> > > > What is actually estimated wrong here seems to be the estimated
> > > > effective cache size, and thus the cache ratio of page fetches.
> > >
> > > Good point, but I think the estimates are only marginally sensitive
> > > to estimated cache size (if they're not, we have a problem, considering
> > > how poorly we can estimate the kernel's disk buffer size). It would
> > > be interesting for Daniel to try a few different settings of
> > > effective_cache_size and see how much the EXPLAIN costs change.
> >
> > Well, the number I told him (29370) should clearly prefer the index.
> > The estimate is very sensitive to this value :-(
> > With 29370 (=229 Mb) the index cost is 1,364 instead of 3,887 with the
> > default of 1000 pages ==> index scan.
>
> But... if I understand it right (effective_cache_size to be related to kernel
> buffer space). it turns out that the estimates are different with reality - my
> buffer cache is ca. 50 MB and I still get at least twice the performance with
> index scan instead of sequential scan - where as Tom explained things should
> be much worse.

# Dataset extract
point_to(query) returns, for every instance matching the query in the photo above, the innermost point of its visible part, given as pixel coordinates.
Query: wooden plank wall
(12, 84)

# Instructions to follow
Extend the forum thread above about effective_cache_size and index scan cost estimates, starting right after its final message.

# Answer below
Since pg only reads one 8k page at a time, the IO performance of a seq scan is
probably not nearly a good as it could be when a lot of other IO is done on the
same drive.
First thing you should verify is if there is actually a measurable difference
in IO throughput on the pg drive during the seq scan and the index scan. (iostat)
If there is not, then random_page_cost is too high in your scenario.
(All assuming your data is not still clustered like Tom suggested)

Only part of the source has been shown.